How to complete this task
Every record should be written out again in full, with no character altered.

Data shown
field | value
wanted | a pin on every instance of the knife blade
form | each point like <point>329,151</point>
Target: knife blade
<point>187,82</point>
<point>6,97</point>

Expected answer
field | value
wanted | a pin on every instance of the knife blade
form | each point like <point>329,151</point>
Target: knife blade
<point>187,82</point>
<point>6,97</point>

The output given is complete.